■ **Task directions**
Give a verbatim quotation of every record.

Coordinate annotation entries:

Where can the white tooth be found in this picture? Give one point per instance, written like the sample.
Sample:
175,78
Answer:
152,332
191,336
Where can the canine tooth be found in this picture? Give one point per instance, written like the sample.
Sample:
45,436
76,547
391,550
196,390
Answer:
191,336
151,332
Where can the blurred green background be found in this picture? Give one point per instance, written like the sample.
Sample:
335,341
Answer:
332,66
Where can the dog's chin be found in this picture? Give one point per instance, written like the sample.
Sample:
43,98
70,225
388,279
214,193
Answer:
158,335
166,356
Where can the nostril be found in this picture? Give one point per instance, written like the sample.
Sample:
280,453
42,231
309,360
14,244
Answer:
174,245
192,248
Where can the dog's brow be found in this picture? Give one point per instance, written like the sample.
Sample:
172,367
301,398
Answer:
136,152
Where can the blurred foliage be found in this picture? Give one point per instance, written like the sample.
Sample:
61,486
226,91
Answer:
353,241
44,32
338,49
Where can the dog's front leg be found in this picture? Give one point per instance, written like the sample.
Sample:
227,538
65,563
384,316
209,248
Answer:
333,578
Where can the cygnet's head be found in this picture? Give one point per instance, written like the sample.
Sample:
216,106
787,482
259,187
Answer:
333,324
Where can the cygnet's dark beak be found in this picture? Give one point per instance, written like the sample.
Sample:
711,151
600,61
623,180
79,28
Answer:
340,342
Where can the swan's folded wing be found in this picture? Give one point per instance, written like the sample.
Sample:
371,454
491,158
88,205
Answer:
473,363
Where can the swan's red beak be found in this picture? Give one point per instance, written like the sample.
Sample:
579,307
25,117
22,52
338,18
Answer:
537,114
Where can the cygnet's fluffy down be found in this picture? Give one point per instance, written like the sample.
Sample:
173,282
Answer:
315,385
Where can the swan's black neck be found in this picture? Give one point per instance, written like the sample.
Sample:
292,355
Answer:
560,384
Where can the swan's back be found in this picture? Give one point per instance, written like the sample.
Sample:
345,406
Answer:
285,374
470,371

■ **Solution to this exercise**
Where can the white tooth be found in this picture? Give one point per instance, written like the sample.
Sample:
175,78
Answer:
152,332
191,336
Where can the canine tooth be found in this picture? Give one point per instance, written like the sample.
Sample:
45,436
76,547
391,550
196,390
Answer:
191,336
151,332
Where can the blurred green background be found in this picture? Give one point per instance, written like the sample.
Sample:
335,341
Answer:
332,66
Where can the dog's chin be found in this picture? Give one point per instance, written like the sample.
Sample:
43,98
70,225
388,279
214,193
Answer:
158,335
166,356
Where can the nostril be found in this picture? Give one point per instance, written like the sample.
Sample:
280,453
42,231
309,360
14,244
Answer:
174,245
192,248
Where can the dog's brow be found in this picture? Give one point per instance, written like the sample.
Sample:
172,367
301,398
Answer:
136,152
Where can the blurred foliage be found in this picture? Give one point per instance, written like the sample.
Sample:
61,486
226,91
Answer:
353,241
44,32
338,49
Where can the dog's front leg be found in this picture? Give one point per instance, written like the sample.
Sample:
227,538
65,563
384,316
209,248
Answer:
333,578
Where can the cygnet's head be found in this picture? Give one point per instance, written like the sample.
Sample:
216,106
787,482
259,187
Answer:
333,324
Where can the cygnet's dark beak be found in this picture? Give one point per instance, written like the sample.
Sample:
711,151
600,61
623,180
79,28
Answer:
340,342
Where can the swan's folded wing be found in this picture? Give one point per instance, written like the sample.
Sample:
371,454
491,158
88,205
Answer:
473,363
Where can the swan's red beak be found in this picture? Give one point per instance, written like the sample.
Sample:
579,307
25,117
22,52
338,18
Answer:
537,114
Where can the cygnet's fluffy down be found in this picture? Give one point per instance, written like the sample.
Sample:
173,282
Answer:
315,385
Where can the swan's black neck be found in this picture? Give one point per instance, written like the sample.
Sample:
292,355
Answer:
560,384
Where can the swan's back be found in this picture? Give one point per instance, written like the sample.
Sample:
345,406
Answer:
285,374
470,371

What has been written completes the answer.